QUESTIONS
• A. Recopiez mot pour mot le passage du récit du parcours de Bernard compris entre « J’ai alors été » et « ferme de Sedrata. », bornes incluses.
• B. D'après le récit du parcours de Bernard, dans quel but est-il devenu démineur en Algérie ? Répondez en une à trois phrases.
• C. Rédigez la suite du récit du parcours de Bernard, en partant de sa dernière phrase.

TEXTE SOURCE
───
J’ai alors été embauché par un transporteur de bestiaux. Nous transportions de 90 à 95 porcs deux fois par semaine, collectés de ferme en ferme, jusqu’aux abattoirs de la porte de la Villette à Paris ».
À tout juste 20 ans, le 1er juillet 1959, Bernard est appelé sous les drapeaux. Il rejoint le 10e régiment anti-aérien léger à Vannes. Après 4 mois de classes, il en sort brigadier. Il part ensuite en Algérie via Marseille, à bord du navire Sidi Ferruch. Débarqué à Bône, il rejoint en train Souk Ahras et la ferme de Sedrata.
« Les lieux étaient tenus par un adjudant, un lieutenant et 11 harkis. J’y avais la responsabilité des munitions, des optiques et du carburant pour ravitailler les forces sur le terrain. Après 3 jours de formation et nommé maréchal des logis, je suis devenu démineur pour faire « sauter » les munitions non explosées lors des interventions, notamment des grenades. Sur place je côtoyais de nombreuses unités. Mon service aura duré 28 mois. En novembre 1961, j’avais hâte de retrouver la vie civile et ma mère. »
Finalement, c’est à nouveau vers le drapeau que le jeune homme se tourne pour débuter une carrière professionnelle. Il réussit le concours de la gendarmerie. Après 6 mois de formation à Châtellerault, il est affecté en 1962 au 1er régiment d’infanterie de la garde républicaine en charge de la sécurité de l’Élysée sous la présidence du Général-de-Gaulle, au grade de garde républicain.
« Après deux années de service et un accident de moto, j’ai été détaché durant 15 ans au secrétariat de la Défense nationale à Paris, puis 20 ans au service du chef d’État-major du Président de la République. Au cours de ma carrière, j’ai côtoyé des chefs de corps, des généraux et des amiraux, aux fortes personnalités et à l’intelligence remarquable. Avec certains, un seul regard suffisait pour comprendre leurs attentes. Tous connaissaient parfaitement leur personnel. J’ai aussi très souvent approché les Présidents de la République Charles de Gaulle, Georges Pompidou, Valéry Giscard d’Estaing et François Mitterrand. »
───
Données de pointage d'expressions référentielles
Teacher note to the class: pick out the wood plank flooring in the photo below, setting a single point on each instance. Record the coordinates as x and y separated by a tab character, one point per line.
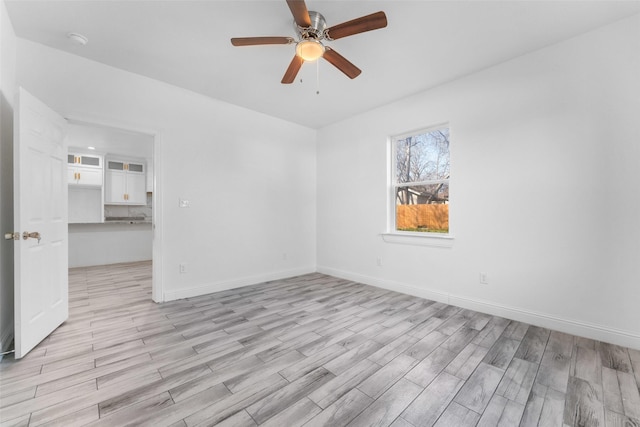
312	350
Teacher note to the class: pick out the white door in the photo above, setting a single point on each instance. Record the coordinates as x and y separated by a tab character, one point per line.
40	206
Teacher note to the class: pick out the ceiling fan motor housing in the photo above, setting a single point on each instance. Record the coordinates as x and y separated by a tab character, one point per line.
316	30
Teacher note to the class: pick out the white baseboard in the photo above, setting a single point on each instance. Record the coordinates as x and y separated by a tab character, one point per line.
573	327
170	295
6	336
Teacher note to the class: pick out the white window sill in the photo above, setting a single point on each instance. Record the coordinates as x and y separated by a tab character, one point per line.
419	239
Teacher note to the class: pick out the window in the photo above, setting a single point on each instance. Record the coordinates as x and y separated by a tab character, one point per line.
420	181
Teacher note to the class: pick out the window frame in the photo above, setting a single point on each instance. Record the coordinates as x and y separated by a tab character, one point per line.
393	235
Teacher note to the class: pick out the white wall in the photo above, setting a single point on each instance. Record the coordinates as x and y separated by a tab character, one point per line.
250	178
7	91
545	189
110	243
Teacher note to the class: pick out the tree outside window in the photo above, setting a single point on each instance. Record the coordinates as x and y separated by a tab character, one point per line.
421	181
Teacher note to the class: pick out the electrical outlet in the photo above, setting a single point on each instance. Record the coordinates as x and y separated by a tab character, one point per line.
484	280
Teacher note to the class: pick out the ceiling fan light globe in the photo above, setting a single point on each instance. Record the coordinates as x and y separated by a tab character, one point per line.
309	50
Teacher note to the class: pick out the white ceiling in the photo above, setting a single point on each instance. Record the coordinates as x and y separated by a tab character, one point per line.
186	43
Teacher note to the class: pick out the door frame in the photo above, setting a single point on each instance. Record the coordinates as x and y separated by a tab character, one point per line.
157	287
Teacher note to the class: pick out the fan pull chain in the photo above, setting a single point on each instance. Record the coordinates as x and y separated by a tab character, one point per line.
318	77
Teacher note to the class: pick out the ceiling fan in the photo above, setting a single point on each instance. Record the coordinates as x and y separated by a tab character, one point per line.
312	30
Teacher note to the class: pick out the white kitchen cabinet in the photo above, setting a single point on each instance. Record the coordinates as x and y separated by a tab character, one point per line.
125	182
84	170
85	178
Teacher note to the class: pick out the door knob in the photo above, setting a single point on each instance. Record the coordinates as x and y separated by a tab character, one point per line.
33	234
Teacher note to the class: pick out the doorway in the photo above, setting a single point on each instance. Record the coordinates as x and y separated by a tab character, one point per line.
112	217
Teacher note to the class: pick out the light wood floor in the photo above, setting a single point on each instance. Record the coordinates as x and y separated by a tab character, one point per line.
311	350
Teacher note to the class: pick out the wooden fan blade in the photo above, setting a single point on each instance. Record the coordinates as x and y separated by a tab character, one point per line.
292	71
299	12
341	63
254	41
355	26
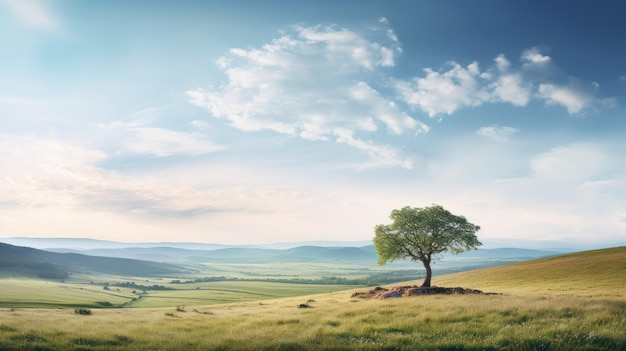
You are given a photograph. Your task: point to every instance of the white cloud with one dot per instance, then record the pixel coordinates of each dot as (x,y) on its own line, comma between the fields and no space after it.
(496,132)
(444,92)
(309,83)
(576,163)
(139,138)
(165,142)
(572,99)
(534,55)
(33,12)
(447,91)
(381,156)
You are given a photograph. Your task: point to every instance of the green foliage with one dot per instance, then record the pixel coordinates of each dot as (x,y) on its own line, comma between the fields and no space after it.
(422,233)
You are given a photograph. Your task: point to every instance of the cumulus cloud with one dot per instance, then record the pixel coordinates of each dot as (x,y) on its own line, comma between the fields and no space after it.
(316,83)
(446,91)
(43,173)
(570,97)
(496,132)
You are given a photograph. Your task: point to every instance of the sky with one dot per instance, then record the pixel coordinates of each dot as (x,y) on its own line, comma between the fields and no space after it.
(251,122)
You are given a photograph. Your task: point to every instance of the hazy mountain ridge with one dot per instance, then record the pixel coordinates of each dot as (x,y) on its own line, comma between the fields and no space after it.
(45,264)
(336,254)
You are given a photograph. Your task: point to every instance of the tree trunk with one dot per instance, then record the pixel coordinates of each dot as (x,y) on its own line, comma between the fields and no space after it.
(429,274)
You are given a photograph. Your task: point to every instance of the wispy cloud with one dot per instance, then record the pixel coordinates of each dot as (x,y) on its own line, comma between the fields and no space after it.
(317,83)
(497,132)
(47,173)
(138,137)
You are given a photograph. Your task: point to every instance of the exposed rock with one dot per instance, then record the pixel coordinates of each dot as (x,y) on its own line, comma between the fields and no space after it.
(399,291)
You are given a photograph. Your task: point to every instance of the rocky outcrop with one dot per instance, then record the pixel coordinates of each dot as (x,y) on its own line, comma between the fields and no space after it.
(399,291)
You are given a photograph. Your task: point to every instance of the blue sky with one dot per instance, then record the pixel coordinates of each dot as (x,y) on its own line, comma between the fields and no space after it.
(247,122)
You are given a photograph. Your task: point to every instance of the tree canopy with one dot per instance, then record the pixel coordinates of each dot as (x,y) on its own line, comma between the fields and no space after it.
(422,233)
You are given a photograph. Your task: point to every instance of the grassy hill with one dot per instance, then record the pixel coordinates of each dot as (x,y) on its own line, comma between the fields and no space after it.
(597,272)
(17,260)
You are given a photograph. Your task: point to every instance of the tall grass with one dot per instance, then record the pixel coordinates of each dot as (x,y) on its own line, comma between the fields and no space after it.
(576,302)
(335,321)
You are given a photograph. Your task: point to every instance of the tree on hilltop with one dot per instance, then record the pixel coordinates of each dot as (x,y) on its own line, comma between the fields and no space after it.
(422,233)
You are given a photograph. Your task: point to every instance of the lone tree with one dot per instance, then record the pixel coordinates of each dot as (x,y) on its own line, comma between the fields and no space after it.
(422,233)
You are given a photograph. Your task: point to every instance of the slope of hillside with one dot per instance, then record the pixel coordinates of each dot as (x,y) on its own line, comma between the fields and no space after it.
(17,260)
(597,272)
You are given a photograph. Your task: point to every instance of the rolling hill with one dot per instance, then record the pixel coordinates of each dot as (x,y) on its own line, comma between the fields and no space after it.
(17,260)
(596,272)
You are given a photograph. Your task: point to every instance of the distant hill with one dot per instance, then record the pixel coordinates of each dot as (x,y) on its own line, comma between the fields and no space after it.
(595,272)
(365,255)
(17,260)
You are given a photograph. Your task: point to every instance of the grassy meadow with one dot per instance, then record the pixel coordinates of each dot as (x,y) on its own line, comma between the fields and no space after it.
(572,302)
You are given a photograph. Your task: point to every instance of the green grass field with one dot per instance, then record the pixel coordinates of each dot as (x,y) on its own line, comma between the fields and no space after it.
(573,302)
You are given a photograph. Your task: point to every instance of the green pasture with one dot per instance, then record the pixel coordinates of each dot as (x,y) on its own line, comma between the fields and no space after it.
(571,302)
───
RÉPONSES
• A.
J’ai alors été embauché par un transporteur de bestiaux. Nous transportions de 90 à 95 porcs deux fois par semaine, collectés de ferme en ferme, jusqu’aux abattoirs de la porte de la Villette à Paris ».
À tout juste 20 ans, le 1er juillet 1959, Bernard est appelé sous les drapeaux. Il rejoint le 10e régiment anti-aérien léger à Vannes. Après 4 mois de classes, il en sort brigadier. Il part ensuite en Algérie via Marseille, à bord du navire Sidi Ferruch. Débarqué à Bône, il rejoint en train Souk Ahras et la ferme de Sedrata.

• B. Après 3 jours de formation et sa nomination au grade de maréchal des logis, Bernard est devenu démineur afin de faire « sauter » les munitions non explosées lors des interventions, notamment des grenades.

• C.
Depuis 1994, Bernard Garel goûte à une retraite bien méritée. Celui qui aura été bien absent du foyer familial pour « raison de service », avait préparé ses vieux jours en construisant, en 1984 avec son épouse Christiane, une maison à Saint-Arnoult-en-Yvelines. Le couple l’occupera avec leur fille Véronique née en 1974, d’abord les week-ends, puis définitivement après avoir quitté la caserne Kellermann.
Adhérent de la Fédération nationale des anciens combattants en Algérie, Tunisie et Maroc, Bernard Garel dirige les cérémonies patriotiques depuis 2018. Il assure depuis peu la présidence de la section arnolphienne de la FNACA depuis le départ de Claude Houx.
Rendez-vous est donné à toutes et tous le 8 mai prochain face au Monument aux Morts pour la France à l’occasion de la commémoration de la fin de la Seconde Guerre mondiale en Europe, ainsi que le 18 juin à 18h, place du Jeu de Paume, pour célébrer le 85e anniversaire de l’Appel du Général de Gaulle. Un personnage à qui Bernard Garel aura plusieurs fois serré la main dans le cadre de ses fonctions et qui aura marqué à tout jamais le militaire qu’il a été et l’homme qu’il est.